**What this exercise asks**
A – In the article on the Shaun King controversy, who wrote Breitbart's report?
B – Please list each thing that, according to the article on the Shaun King controversy, Breitbart's report suggests King did.
C – Extend the article on the Shaun King controversy from its final sentence.

**Selected extract**
## Start

Shaun King is a 36-year-old Atlanta-based activist who has played a prominent role in anti-racism movements such as Black Lives Matter. He publicly identifies as “black or biracial” and is the son, according to a 2012 profile, of “a Caucasian mother and an African-American father.” Yesterday, however, the nativist website began questioning King’s story of his upbringing, and focused on purported evidence suggesting that his father is in fact white. King eventually dismissed Breitbart’s questions as the work of a “white supremacist conspiracy,” but not before further inflaming a debate that has since mesmerized conservative media circles.

Breitbart’s report, authored by the British Gamergate activist Milo Yiannopoulos, suggests that King has repeatedly lied about his race, illicitly obtained a scholarship funded by Oprah Winfrey for men attending a historically black university, and exaggerated the severity of physical injuries he sustained during a 1995 hate crime and an unrelated car accident. Yiannopoulos draws heavily from documents obtained by Daily Caller reporter Chuck Ross and a blogger named Vicki Pate, the latter of whom appears to be obsessively devoted to smearing black people who were killed by police officers and discrediting black people who managed to survive police brutality.

The crucial piece of evidence is King’s birth certificate, acquired by Pate earlier this month, which indicates he was born to Naomi Kay Fleming and Jeffery Wayne King of Versailles, Kentucky in 1979. Based on King’s Instagram, Fleming certainly appears to be white. However Pate managed to locate several police mugshots that purport to depict a man matching Jeffery Wayne King’s description, down to his name, age, and Kentucky residence. Determining a person’s race from photographs alone is impossible, but the man in these mugshots is clearly fair-skinned.

Mugshots appearing to depict Jeffery Wayne King of Kentucky in 1996 and 2007

After Breitbart’s piece came out, The Daily Beast reported that “criminal records identify Jeffrey King’s ethnicity as white.” This appears to refer to Broward County, Florida records which indicate that a serial arrestee named Jeffery Wayne King—whose biographical details line up closely with the father named on Shaun King’s birth certificate and the man of the same name who was arrested several times in Kentucky—is listed as white.

Furthermore: Last night, CNN anchor Don Lemon said he had contacted an unnamed member Shaun King’s family, and reported that this member told him that both of King’s parents are white. He also described a conversation with King himself:

LEMON: OK. Welcome back, everyone. Here’s our breaking news tonight. Shaun King, he is a leading voice for the Black Lives Matter facing some very tough questions and tonight about his own race. A family member tells CNN that both King’s parents are white. But when I asked him tonight if he is legally black or white, initially, he did not answer. But, later, he referred to himself as bi-racial. But then when I asked him if that’s what he chose on his birth certificate I did not hear back from him. No answer on that.

## End

**Data entries**

## Start

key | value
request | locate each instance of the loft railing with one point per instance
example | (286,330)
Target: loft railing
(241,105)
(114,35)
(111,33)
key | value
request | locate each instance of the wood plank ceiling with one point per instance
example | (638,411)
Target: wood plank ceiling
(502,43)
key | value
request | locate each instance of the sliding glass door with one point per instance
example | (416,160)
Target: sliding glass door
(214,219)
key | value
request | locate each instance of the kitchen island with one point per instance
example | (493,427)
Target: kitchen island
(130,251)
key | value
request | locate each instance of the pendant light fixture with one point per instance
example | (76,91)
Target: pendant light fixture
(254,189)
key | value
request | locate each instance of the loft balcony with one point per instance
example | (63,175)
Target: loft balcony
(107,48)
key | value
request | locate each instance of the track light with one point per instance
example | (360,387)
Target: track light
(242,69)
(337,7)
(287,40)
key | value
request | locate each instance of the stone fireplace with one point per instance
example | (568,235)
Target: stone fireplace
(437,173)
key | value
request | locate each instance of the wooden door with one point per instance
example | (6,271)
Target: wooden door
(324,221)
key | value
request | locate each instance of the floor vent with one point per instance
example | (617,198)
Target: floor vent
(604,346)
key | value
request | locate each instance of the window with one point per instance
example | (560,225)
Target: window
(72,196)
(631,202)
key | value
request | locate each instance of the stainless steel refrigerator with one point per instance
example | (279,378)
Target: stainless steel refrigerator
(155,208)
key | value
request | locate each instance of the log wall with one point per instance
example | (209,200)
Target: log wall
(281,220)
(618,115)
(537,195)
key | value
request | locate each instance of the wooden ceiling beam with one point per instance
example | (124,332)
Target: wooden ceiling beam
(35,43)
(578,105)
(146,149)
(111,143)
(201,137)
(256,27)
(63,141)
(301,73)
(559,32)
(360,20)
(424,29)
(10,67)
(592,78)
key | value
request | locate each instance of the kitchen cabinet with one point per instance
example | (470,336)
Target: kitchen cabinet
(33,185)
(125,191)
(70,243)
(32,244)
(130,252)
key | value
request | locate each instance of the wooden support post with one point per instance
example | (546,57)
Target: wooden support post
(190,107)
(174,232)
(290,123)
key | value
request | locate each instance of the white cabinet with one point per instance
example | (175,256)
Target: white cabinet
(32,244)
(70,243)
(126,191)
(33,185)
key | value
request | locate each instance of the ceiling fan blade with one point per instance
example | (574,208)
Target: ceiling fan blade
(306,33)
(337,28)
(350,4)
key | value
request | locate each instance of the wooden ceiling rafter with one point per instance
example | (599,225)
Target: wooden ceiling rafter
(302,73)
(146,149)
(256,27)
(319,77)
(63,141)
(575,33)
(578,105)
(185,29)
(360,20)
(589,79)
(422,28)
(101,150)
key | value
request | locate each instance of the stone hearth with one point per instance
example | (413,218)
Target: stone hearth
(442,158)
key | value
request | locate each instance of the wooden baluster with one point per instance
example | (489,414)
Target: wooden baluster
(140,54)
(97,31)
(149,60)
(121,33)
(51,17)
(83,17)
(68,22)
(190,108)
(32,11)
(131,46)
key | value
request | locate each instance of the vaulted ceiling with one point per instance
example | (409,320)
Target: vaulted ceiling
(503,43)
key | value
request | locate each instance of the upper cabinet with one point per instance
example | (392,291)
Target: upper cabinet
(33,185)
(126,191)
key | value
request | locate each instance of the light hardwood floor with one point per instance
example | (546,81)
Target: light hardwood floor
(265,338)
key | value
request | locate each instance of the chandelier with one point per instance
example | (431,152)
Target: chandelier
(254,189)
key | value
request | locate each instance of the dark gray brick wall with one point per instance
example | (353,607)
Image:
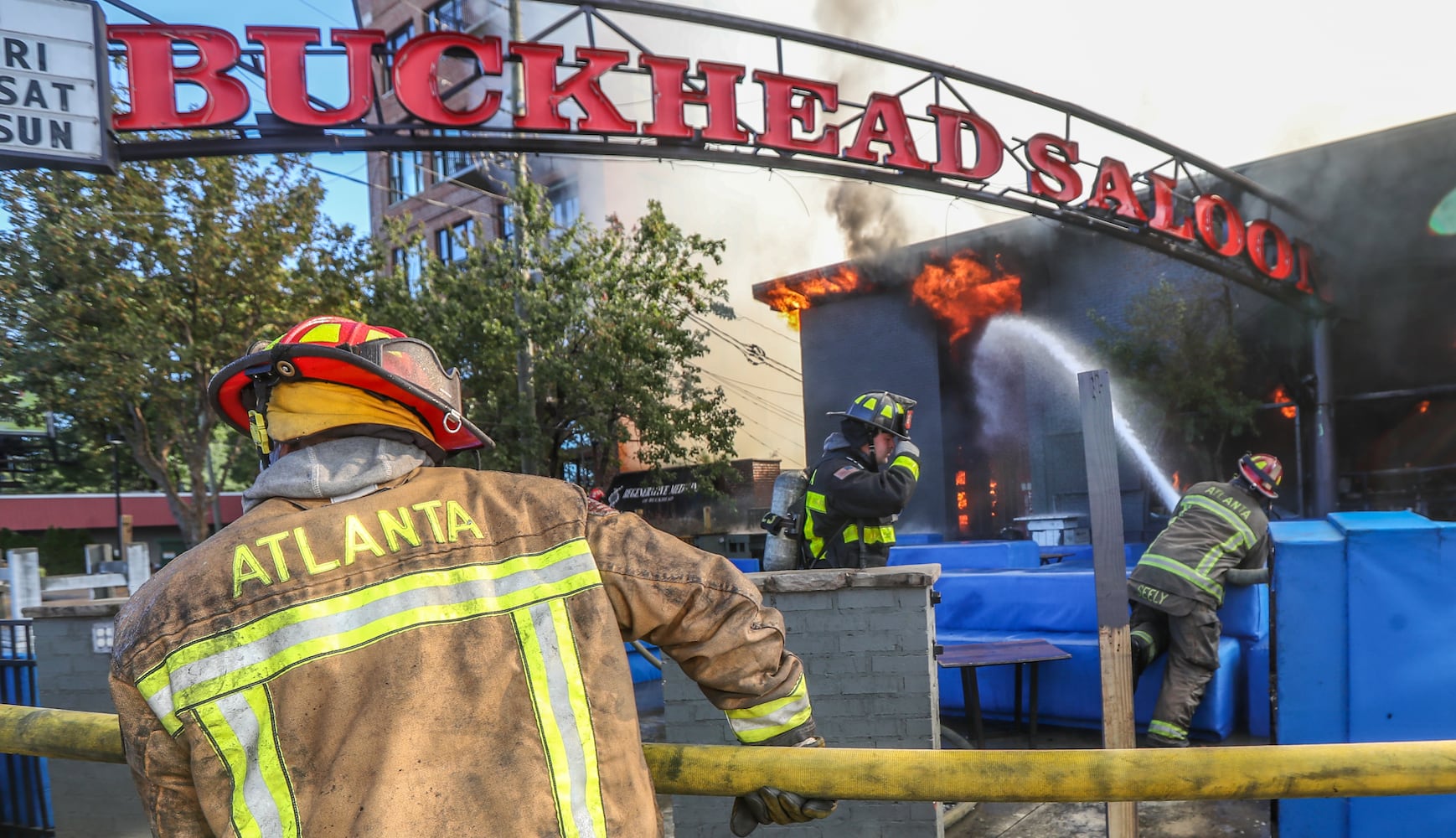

## End

**Results for each task**
A – Milo Yiannopoulos

B –
- Repeatedly lied about his race
- Illicitly obtained a scholarship funded by Oprah Winfrey for men attending a historically black university
- Exaggerated the severity of physical injuries he sustained during a 1995 hate crime and an unrelated car accident

C –
The evidence here is substantial, and while questions about King’s racial background seem to have been floating around for the past few weeks, the activist did not address them directly until his birth certificate received Breitbart’s attention on Wednesday. Several hours after the website’s report, he took to Twitter to dispute its central argument—that he is not, in fact, black or biracial—first by describing Vicki Pate as a “known white supremacist” and later by stating that his family is “one big mess” and “full of secrets, divorce, affairs, etc.”

King did not expand on what he meant by his “racial story” or why it was “scandalous,” and otherwise did not address the fact that both of the parents listed on his birth certificate appear to be white—an omission that Breitbart immediately highlighted as further proof that King is not black or biracial. At the same time, King’s tweets raise the possibility that his birth certificate does not fully (or even accurately) describe the circumstances of his birth or upbringing.

Given the sheer weirdness of this story, it’s worth pausing to point out a few things that are true:

  1. Shaun King, as a highly visible anti-racism activist, has been repeatedly attacked by conservatives for what they say are major inconsistencies in his public statements (such as the nature of the aforementioned hate crime in 1995) and their belief that King is profiting off of the deaths of black people from police brutality. One of his earliest antagonists was none other than Charles C. Johnson.
  2. The same conservatives who are attacking King tend to believe that he and other activists systemically and deliberately exaggerate—and in some cases invent wholesale—the degree of subjugation experienced by black people during encounters with law enforcement. In other words, they tend to be racist.
  3. The arguments against King described in points 1 and 2 are not supported by any real evidence.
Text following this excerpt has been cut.